### TO BE DONE
Reproduce the passage on semi-colonies, beginning at the words "Subsequently, the theoretical" and stopping after "in pre-revolutionary China.", and change "historical studies" to "historical research".

### DOCUMENT EXCERPT
The critical concept of a "semi-colony" was popularized in the earlier years of the Communist International, which classified the countries of the world as being either imperialist countries, or semi-colonies, or colonies. From that definition followed a political strategy for the labour movement in each type of country (for example as regards nationalisation of industry, workers' rights, democratisation, the ownership of land). The general perspective of the Communist International was that it was impossible for semi-colonial countries to achieve substantive industrialisation, agrarian reform and the transformation of property relations without a socialist and democratic revolution. In other words, workers and peasants had to overthrow the power of the semi-colonial élite in order to liberate a semi-colony from its client-relationship with foreign powers and to make comprehensive local economic development possible.

The category of "intermediate countries" was officially added in the later 1920s. Thus, for example, at the 15th Congress of the CPSU in 1927, Stalin stated:
"Judge for yourselves. Of the 1,905 million inhabitants of the entire globe, 1,134 million live in the colonies and dependent countries, 143,000,000 live in the U.S.S.R., 264,000,000 live in the intermediate countries, and only 363,000,000 live in the big imperialist countries, which oppress the colonies and dependent countries."
 Usually the "intermediate countries" were independent nations lacking colonies (or without significant foreign territories), with some industrial development as well as a traditional agricultural sector.

Subsequently, the theoretical discussion about the concept of a semi-colony was influenced by historical studies about semi-colonialism in pre-revolutionary China.

In his 1940 article On New Democracy, Mao Zedong wrote:

"Since the invasion of foreign capitalism and the gradual growth of capitalist elements in Chinese society, the country has changed by degrees into a colonial, semi-colonial and semi-feudal society. China today is colonial in the Japanese-occupied areas and basically semi-colonial in the Kuomintang areas, and it is predominantly feudal or semi-feudal in both. Such, then, is the character of present-day Chinese society and the state of affairs in our country. The politics and the economy of this society are predominantly colonial, semi-colonial and semi-feudal, and the predominant culture, reflecting the politics and economy, is also colonial, semi-colonial and semi-feudal. It is precisely against these predominant political, economic and cultural forms that our revolution is directed. What we want to get rid of is the old colonial, semi-colonial and semi-feudal politics and economy and the old culture in their service. And what we want to build up is their direct opposite, i.e., the new politics, the new economy and the new culture of the Chinese nation."

==Debates and contemporary relevance==

Ankie Hoogvelt, a specialist in international political economy, commented at the beginning of the 21st century that:

“… the Third World no longer exists. That is to say, it is no longer there as a unitary classificatory descriptor of the economic, social and political conditions of the countries of Africa, Latin America and Asia, and with it, development studies has disappeared. (…) [From the] beginning of the twenty-first century we are experiencing a complete, radical break, a qualitative change, in the historical development of capitalism. The world economic crisis that began in the 1970s has led, not just to a restructuring of the world economy, but to a major transformation of the way in which production and distribution are organized. There is a new political economy in the making.”

With the expansion of the world market and globalization especially from the 1970s onwards, the "semi-colonial" status of particular countries became more debatable because a number of them (such as the Four Asian Tigers, and the BRICS countries) were able to industrialize to a significant extent within the capitalist world market and without overthrowing the capitalist state, becoming at least "semi-industrialized" or even fully industrialized countries (see also newly industrialized country). They gained more financial, political and cultural autonomy, they abandoned the old colonial culture, and the local elite became a major foreign investor in its own right. They were no longer clearly under the control of another foreign country, although to a considerable extent still dominated or politically influenced by wealthier countries and international financial institutions.

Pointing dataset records
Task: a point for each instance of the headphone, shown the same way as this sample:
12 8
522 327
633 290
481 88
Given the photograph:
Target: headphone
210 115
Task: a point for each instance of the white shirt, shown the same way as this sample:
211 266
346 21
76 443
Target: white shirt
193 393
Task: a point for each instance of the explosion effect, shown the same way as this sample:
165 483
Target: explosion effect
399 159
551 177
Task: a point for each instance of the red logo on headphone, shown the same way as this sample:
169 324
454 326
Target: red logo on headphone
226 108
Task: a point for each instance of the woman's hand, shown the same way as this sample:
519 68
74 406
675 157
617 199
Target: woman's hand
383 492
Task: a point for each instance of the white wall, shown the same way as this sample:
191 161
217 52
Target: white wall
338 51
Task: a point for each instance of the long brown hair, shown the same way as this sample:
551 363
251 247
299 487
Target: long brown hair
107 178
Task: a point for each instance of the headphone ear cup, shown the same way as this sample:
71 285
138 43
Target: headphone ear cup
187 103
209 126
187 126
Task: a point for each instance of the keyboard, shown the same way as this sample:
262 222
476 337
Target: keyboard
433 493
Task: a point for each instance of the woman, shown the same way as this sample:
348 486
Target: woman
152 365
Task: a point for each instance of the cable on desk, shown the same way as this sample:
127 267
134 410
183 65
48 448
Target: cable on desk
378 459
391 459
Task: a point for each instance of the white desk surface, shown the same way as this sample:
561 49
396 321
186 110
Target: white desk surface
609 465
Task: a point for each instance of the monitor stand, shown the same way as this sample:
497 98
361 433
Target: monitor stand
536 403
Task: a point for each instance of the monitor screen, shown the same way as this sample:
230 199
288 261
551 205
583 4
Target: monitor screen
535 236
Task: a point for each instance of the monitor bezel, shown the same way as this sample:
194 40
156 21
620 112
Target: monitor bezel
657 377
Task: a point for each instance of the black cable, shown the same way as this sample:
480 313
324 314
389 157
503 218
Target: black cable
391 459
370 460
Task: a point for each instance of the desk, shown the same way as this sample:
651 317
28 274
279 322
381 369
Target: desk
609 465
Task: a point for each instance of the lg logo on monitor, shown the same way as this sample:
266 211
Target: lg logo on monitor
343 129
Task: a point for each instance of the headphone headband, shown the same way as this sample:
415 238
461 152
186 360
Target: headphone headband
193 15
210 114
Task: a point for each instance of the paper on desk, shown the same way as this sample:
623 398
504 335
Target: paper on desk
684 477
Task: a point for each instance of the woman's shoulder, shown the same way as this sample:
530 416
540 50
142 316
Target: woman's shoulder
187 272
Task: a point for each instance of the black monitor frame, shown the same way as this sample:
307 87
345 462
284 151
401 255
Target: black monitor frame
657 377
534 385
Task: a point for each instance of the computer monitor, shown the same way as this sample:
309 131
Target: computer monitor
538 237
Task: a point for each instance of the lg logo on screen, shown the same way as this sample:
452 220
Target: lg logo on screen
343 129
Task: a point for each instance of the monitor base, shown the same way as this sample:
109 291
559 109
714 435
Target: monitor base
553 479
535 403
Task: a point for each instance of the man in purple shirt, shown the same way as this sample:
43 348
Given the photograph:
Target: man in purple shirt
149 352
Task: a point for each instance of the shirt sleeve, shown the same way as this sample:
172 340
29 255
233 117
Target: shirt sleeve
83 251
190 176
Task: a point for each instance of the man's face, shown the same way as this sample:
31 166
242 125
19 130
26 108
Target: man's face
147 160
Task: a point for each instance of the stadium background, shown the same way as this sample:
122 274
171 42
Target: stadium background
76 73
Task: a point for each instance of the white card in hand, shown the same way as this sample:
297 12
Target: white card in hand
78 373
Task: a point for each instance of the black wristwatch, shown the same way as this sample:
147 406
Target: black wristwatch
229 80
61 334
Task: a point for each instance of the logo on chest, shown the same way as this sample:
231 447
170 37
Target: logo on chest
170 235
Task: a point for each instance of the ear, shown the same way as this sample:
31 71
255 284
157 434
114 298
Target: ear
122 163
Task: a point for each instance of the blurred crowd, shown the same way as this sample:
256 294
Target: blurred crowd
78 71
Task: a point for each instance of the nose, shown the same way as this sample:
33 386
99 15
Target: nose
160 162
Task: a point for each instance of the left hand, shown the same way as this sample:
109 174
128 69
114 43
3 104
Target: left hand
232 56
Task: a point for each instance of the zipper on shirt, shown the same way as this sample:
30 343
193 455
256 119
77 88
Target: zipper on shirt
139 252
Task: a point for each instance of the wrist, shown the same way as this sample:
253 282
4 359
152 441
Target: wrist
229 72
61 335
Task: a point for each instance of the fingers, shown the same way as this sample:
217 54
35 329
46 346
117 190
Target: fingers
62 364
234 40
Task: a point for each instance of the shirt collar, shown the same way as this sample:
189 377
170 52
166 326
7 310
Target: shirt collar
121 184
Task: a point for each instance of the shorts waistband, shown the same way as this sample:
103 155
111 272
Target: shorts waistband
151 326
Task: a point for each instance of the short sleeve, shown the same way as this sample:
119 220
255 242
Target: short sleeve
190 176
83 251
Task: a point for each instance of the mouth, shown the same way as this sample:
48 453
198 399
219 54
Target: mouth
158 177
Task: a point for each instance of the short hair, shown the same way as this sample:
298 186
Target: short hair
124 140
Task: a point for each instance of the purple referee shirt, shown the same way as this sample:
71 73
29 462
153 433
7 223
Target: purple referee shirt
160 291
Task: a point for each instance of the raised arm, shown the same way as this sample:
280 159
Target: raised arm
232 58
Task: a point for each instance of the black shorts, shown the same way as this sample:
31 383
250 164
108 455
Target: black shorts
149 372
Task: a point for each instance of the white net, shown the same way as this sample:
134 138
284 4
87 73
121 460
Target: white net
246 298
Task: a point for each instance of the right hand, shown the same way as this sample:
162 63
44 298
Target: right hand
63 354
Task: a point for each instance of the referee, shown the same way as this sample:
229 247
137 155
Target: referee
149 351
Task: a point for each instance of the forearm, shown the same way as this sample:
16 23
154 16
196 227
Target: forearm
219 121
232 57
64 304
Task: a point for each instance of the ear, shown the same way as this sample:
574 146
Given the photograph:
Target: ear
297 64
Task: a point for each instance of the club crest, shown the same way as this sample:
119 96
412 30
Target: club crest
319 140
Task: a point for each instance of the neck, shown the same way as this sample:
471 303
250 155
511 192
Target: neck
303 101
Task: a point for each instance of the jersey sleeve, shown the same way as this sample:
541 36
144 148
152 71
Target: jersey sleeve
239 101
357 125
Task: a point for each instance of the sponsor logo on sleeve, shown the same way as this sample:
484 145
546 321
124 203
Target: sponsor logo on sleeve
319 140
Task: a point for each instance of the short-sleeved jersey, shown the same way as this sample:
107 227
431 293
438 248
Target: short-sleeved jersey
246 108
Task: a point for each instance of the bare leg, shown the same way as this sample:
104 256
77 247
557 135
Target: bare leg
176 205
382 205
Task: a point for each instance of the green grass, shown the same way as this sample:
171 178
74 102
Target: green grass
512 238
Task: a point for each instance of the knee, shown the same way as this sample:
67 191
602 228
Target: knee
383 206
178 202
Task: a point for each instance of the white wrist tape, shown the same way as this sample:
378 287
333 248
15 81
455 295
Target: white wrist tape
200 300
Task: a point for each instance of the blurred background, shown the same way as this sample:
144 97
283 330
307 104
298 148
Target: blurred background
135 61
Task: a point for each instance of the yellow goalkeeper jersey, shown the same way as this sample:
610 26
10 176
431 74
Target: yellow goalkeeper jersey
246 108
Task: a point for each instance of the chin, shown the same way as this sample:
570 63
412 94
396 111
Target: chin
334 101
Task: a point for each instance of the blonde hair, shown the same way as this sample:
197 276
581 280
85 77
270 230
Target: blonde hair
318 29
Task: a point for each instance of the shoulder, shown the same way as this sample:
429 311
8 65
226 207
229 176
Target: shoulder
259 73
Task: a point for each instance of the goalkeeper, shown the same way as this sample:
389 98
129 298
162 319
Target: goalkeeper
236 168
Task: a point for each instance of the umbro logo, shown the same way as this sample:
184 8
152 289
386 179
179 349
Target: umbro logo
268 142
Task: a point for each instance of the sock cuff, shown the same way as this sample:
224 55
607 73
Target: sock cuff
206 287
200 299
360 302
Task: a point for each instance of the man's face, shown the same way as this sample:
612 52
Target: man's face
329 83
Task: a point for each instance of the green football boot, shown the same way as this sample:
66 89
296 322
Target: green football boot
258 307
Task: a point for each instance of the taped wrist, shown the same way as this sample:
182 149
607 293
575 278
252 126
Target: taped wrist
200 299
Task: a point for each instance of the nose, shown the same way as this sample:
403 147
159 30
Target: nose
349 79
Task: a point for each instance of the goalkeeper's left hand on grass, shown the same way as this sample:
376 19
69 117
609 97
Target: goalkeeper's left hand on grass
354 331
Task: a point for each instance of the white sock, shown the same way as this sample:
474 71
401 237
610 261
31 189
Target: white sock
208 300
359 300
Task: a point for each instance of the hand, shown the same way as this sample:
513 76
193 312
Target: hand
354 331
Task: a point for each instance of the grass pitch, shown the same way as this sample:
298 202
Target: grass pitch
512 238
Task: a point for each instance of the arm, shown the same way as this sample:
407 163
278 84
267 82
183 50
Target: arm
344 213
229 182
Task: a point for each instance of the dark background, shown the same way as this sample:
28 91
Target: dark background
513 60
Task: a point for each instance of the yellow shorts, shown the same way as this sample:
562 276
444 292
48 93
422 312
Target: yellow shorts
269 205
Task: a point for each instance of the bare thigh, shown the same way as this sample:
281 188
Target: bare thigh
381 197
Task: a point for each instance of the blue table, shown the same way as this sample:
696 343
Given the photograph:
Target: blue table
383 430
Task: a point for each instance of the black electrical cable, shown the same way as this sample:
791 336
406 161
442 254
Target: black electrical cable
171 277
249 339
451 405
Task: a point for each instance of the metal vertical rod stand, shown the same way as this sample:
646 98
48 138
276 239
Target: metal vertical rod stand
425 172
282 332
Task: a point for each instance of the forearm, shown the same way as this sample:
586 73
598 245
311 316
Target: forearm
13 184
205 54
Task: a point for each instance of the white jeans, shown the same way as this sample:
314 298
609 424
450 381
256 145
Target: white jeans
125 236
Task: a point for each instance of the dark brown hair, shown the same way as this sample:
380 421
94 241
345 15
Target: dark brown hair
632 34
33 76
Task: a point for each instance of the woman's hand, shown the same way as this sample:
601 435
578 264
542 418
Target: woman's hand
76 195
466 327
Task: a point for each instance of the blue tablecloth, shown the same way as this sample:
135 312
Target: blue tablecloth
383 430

### RESULT FOR THIS TASK
Subsequently, the theoretical discussion about the concept of a semi-colony was influenced by historical research about semi-colonialism in pre-revolutionary China.